Task statement:
Return each of the following rows word for word, with nothing changed.

Given information:

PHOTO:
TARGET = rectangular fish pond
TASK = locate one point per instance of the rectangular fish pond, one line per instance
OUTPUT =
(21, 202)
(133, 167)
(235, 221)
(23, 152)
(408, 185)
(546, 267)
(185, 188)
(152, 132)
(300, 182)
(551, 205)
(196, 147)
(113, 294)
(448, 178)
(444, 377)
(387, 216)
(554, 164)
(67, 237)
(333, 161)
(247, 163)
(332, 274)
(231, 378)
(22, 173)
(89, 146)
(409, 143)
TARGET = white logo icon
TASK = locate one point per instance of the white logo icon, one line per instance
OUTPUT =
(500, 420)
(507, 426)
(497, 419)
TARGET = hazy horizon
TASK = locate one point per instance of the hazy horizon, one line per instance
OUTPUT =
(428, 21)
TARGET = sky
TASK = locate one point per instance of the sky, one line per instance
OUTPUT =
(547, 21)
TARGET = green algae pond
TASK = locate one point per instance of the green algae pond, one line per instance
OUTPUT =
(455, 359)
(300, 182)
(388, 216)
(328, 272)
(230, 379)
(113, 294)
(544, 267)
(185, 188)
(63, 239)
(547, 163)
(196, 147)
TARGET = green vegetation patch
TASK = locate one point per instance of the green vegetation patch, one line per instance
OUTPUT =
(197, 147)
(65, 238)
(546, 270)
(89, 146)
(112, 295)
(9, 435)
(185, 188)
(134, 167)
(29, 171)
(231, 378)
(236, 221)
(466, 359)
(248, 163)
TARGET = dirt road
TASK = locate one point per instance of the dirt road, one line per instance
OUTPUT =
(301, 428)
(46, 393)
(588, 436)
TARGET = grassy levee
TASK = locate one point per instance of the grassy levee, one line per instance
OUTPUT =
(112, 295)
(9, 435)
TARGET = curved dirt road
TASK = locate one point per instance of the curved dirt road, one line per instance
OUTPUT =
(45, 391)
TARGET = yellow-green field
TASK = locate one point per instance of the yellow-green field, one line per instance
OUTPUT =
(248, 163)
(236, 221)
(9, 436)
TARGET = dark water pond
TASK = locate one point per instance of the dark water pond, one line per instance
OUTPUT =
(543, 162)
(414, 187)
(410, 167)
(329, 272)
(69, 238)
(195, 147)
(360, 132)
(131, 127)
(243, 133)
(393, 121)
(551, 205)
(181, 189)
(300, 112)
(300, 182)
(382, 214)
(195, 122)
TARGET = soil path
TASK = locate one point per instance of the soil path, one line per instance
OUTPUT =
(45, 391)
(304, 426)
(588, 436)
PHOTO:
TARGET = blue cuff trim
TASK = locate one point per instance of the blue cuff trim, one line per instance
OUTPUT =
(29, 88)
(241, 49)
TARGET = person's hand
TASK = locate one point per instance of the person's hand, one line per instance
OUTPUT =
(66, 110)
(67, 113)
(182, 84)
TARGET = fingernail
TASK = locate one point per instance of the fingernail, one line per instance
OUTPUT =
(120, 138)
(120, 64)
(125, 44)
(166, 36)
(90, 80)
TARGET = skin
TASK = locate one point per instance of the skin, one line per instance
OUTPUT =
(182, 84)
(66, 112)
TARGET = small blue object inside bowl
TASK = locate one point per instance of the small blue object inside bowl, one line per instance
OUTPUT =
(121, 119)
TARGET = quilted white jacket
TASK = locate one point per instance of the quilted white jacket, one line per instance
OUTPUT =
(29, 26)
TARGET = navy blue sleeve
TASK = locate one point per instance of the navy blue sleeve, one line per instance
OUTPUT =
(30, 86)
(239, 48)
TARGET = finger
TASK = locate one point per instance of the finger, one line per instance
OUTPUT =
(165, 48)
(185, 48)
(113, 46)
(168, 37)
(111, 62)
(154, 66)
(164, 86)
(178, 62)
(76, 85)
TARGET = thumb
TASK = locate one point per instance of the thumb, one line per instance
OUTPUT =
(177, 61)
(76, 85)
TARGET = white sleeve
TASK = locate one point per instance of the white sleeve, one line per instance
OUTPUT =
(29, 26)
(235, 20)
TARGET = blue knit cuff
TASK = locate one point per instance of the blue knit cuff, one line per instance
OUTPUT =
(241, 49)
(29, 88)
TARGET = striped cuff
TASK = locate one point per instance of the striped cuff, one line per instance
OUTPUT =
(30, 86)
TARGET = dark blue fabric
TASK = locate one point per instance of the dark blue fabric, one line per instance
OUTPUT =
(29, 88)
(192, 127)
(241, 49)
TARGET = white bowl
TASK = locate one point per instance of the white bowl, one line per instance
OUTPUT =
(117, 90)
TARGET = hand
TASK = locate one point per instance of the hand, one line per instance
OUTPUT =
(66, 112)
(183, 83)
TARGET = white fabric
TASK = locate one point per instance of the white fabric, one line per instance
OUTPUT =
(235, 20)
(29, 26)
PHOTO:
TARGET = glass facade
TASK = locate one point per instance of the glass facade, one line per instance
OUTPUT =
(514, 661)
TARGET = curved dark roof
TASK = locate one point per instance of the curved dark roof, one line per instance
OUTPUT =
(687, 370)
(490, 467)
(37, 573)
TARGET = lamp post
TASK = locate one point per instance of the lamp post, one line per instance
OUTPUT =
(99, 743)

Result of this task:
PHOTO:
TARGET = rectangular fish pond
TASK = locate one point per instance of the rectangular fish pond, one line per instance
OUTPUT =
(21, 202)
(133, 167)
(235, 221)
(23, 152)
(408, 185)
(546, 267)
(185, 188)
(152, 132)
(300, 182)
(551, 205)
(196, 147)
(113, 294)
(448, 178)
(444, 377)
(387, 216)
(554, 164)
(67, 237)
(333, 161)
(247, 163)
(332, 274)
(231, 378)
(22, 173)
(89, 146)
(409, 143)
TARGET = white logo icon
TASK = locate one point per instance of the white logo icon, one line per instance
OUTPUT =
(500, 420)
(507, 426)
(497, 419)
TARGET = hazy horizon
TASK = locate one point per instance of the hazy horizon, one line per instance
OUTPUT =
(428, 21)
TARGET = sky
TASK = locate one point per instance of the sky, one line per instance
OUTPUT =
(547, 21)
TARGET = green algae pond
TASK = locate one point per instance of the green algae pond, one line per instance
OUTPUT =
(455, 359)
(300, 182)
(388, 216)
(328, 272)
(230, 379)
(113, 294)
(544, 267)
(185, 188)
(63, 239)
(547, 163)
(196, 147)
TARGET = green vegetation patch
TASK = locate one point per instance of the green vegetation patch, one line per instance
OUTPUT =
(197, 147)
(65, 238)
(546, 270)
(89, 146)
(112, 295)
(9, 435)
(185, 188)
(134, 167)
(29, 171)
(231, 378)
(236, 221)
(466, 359)
(248, 163)
TARGET = dirt road
TASK = locate one point per instance of the dirt road, one line per instance
OUTPUT =
(301, 428)
(46, 393)
(588, 436)
TARGET = grassy levee
TASK = locate one point per instance of the grassy levee, one line per instance
OUTPUT =
(112, 295)
(9, 435)
TARGET = curved dirt road
TASK = locate one point per instance of the curved dirt road, one line per instance
OUTPUT =
(45, 391)
TARGET = yellow-green field
TASK = locate one point per instance of the yellow-green field, one line per instance
OUTPUT =
(248, 163)
(236, 221)
(9, 436)
TARGET = dark water pond
TASK = locate one point per instance of the dark water pond, one line per instance
OUTPUT =
(543, 162)
(414, 187)
(410, 167)
(329, 272)
(69, 238)
(195, 147)
(360, 132)
(131, 127)
(243, 133)
(393, 121)
(551, 205)
(181, 189)
(300, 112)
(300, 182)
(382, 214)
(195, 122)
TARGET = soil path
TASK = locate one point per instance of the soil path, one line per instance
OUTPUT =
(45, 391)
(304, 426)
(588, 436)
PHOTO:
TARGET = blue cuff trim
TASK = locate one point per instance of the blue cuff trim, one line per instance
OUTPUT =
(29, 88)
(241, 49)
TARGET = person's hand
TASK = locate one point per instance of the person's hand, one line per instance
OUTPUT =
(66, 110)
(67, 113)
(182, 84)
TARGET = fingernail
TASK = locate one point per instance of the fingernail, one line per instance
OUTPUT =
(120, 138)
(120, 64)
(125, 44)
(166, 36)
(90, 80)
TARGET = skin
TASK = locate one point per instance of the skin, one line per instance
OUTPUT =
(182, 84)
(66, 112)
TARGET = small blue object inside bowl
TASK = locate one point per instance of the small blue object inside bowl, one line per instance
OUTPUT =
(121, 119)
TARGET = quilted white jacket
TASK = locate one point per instance of the quilted white jacket, one line per instance
OUTPUT =
(29, 26)
TARGET = navy blue sleeve
TASK = locate one point per instance of the navy blue sleeve, one line per instance
OUTPUT =
(30, 86)
(239, 48)
TARGET = finger
TASK = locate one point per instance of the finger, one line per instance
OUTPUT =
(165, 48)
(185, 48)
(113, 46)
(168, 37)
(111, 62)
(154, 66)
(164, 86)
(178, 62)
(76, 85)
TARGET = thumb
TASK = locate one point per instance of the thumb, one line per instance
OUTPUT =
(177, 61)
(76, 85)
TARGET = white sleeve
TASK = locate one point per instance of the white sleeve, one line per instance
OUTPUT =
(29, 26)
(235, 20)
TARGET = blue knit cuff
TASK = locate one point per instance of the blue knit cuff, one line per instance
OUTPUT =
(241, 49)
(29, 88)
TARGET = striped cuff
TASK = locate one point per instance of the striped cuff, one line per instance
OUTPUT =
(30, 86)
TARGET = dark blue fabric
TASK = locate one point per instance of the dark blue fabric, one line per instance
OUTPUT =
(29, 88)
(192, 127)
(241, 49)
TARGET = white bowl
TASK = locate one point per instance of the white bowl, one line per instance
OUTPUT =
(117, 90)
TARGET = hand
TASK = locate one point per instance of the hand, one line per instance
OUTPUT =
(66, 112)
(183, 83)
TARGET = white fabric
TASK = locate one point per instance of the white fabric, one line per instance
OUTPUT =
(235, 20)
(29, 26)
PHOTO:
TARGET = glass facade
TASK = locate one point per instance of the glass facade, one line per instance
OUTPUT =
(514, 661)
TARGET = curved dark roof
TASK = locate one point per instance of the curved dark roof, one line per instance
OUTPUT =
(687, 370)
(490, 467)
(37, 573)
TARGET = lamp post
TASK = locate one point per instance of the lamp post, one line per instance
OUTPUT =
(99, 743)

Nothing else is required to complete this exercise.